▶ [Selected extract]
.....

Traditionally, counseling theories have been considered accurate reflections of the phenomena they purport to describe (Hansen, 2002; Speed, 1991). For example, pioneering cognitive theorists proposed that cognitive theory was a true mapping of the key elements of the psychic terrain (Mahoney, 1991). Likewise, psychoanalysis, humanism, and other core counseling orientations were originally offered as accurate depictions of human psychological processes (Corsini & Wedding, 2000). All traditional counseling theories, then, were conceived in a modernist epistemic context (Hansen, 2002); that is, there was an assumed correspondence between the theoretical map and the actual psychological territory.
Particularly within the last decade, however, postmodernist assumptions have begun to influence the counseling profession (Hansen, 2004; Sexton, 1997). Unlike modernism, which assumes a knowable reality, postmodernism assumes that observers create realities (Hansen, 2004; Hayes & Oppenheim, 1997; Leary, 1994; Rosen, 1996; Ryan, 1999). In other words, so-called "reality" is a human construction, not something that can be objectively discovered. Instead of the modernist notion that the theory map reflects the territory, postmodernist assumptions imply that "it is the map that precedes the territory" (Baudrillard, 1995, p. 80). That is, theories determine what individuals see, not the other way around.

.....

▶ [Extracted records]

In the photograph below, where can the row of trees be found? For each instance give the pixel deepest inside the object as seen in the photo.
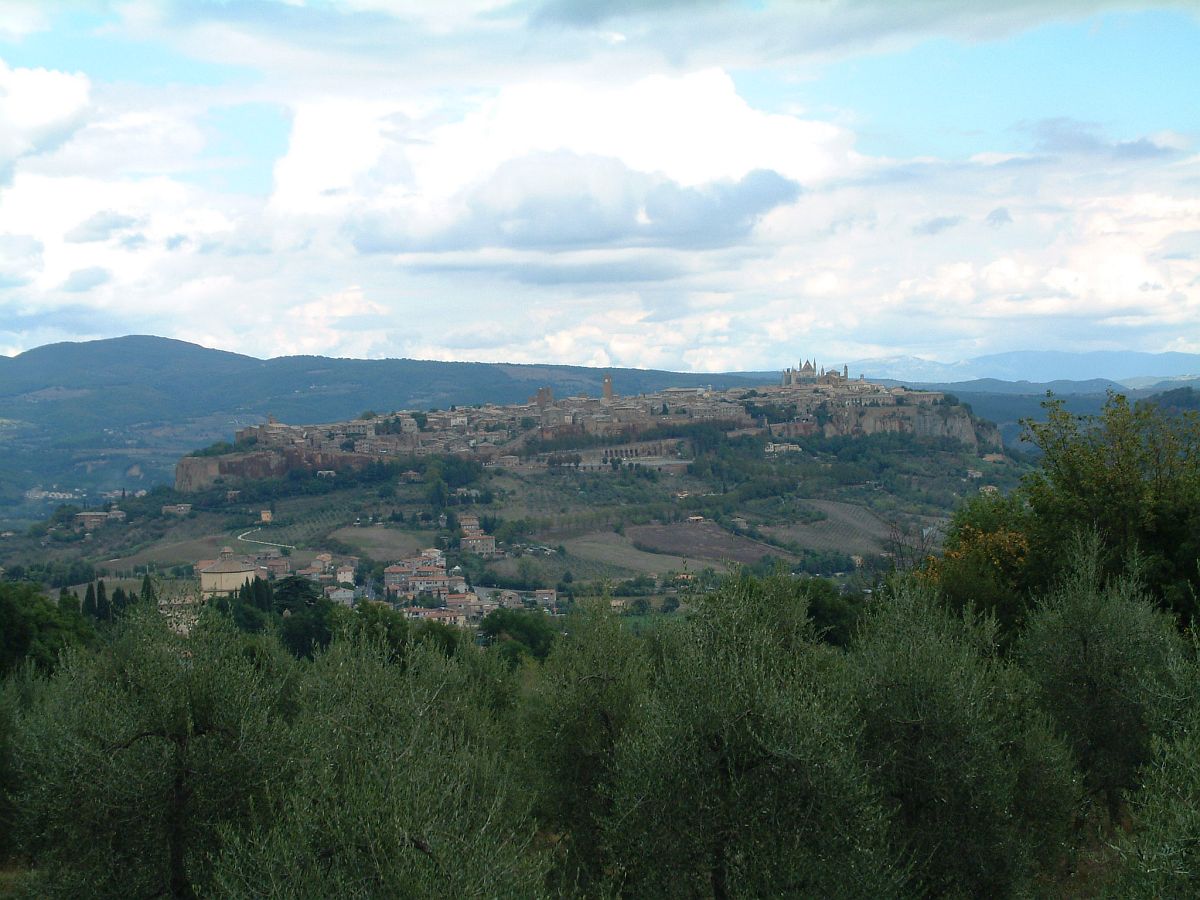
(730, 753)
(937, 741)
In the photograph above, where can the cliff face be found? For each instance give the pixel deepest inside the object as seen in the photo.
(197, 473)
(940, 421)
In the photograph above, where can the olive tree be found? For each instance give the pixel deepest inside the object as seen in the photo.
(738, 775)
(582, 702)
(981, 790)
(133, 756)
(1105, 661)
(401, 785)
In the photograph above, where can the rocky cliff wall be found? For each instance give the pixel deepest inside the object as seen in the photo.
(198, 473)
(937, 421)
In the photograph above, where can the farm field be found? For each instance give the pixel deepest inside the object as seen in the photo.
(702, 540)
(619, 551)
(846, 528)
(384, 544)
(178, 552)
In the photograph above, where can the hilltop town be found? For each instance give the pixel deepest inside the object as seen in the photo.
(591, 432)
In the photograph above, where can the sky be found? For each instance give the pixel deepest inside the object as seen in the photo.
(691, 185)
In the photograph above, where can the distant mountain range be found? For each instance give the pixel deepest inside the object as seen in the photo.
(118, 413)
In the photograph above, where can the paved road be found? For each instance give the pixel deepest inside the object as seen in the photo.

.....

▶ [Your task] Carry on the passage about modernist and postmodernist assumptions in counseling theory, starting after its final sentence. The records were taken from a separate source.

▶ [Response below]
A postmodernist epistemology, therefore, has profound implications for the role of theory in counseling practice. However, a consideration of the ways counseling theories are used and considered within a postmodernist epistemic context has received little attention in the counseling literature. The purpose of this article, then, is to thoroughly elaborate the implications of a postmodernist epistemology for the role of theory in counseling practice. I accomplish this by (a) contrasting modern and postmodern epistemologies, (b) discussing implications of postmodernist epistemology for counseling theories, and (c) drawing conclusions about the new role of theories for the counseling profession.
* Contrasting Epistemologies
Modernism and postmodernism are complex, multifaceted movements in the history of philosophy. Regarding the role of counseling theories, however, the epistemological, or philosophy of knowledge, aspect of these movements is arguably the most relevant feature (Hansen, 2004).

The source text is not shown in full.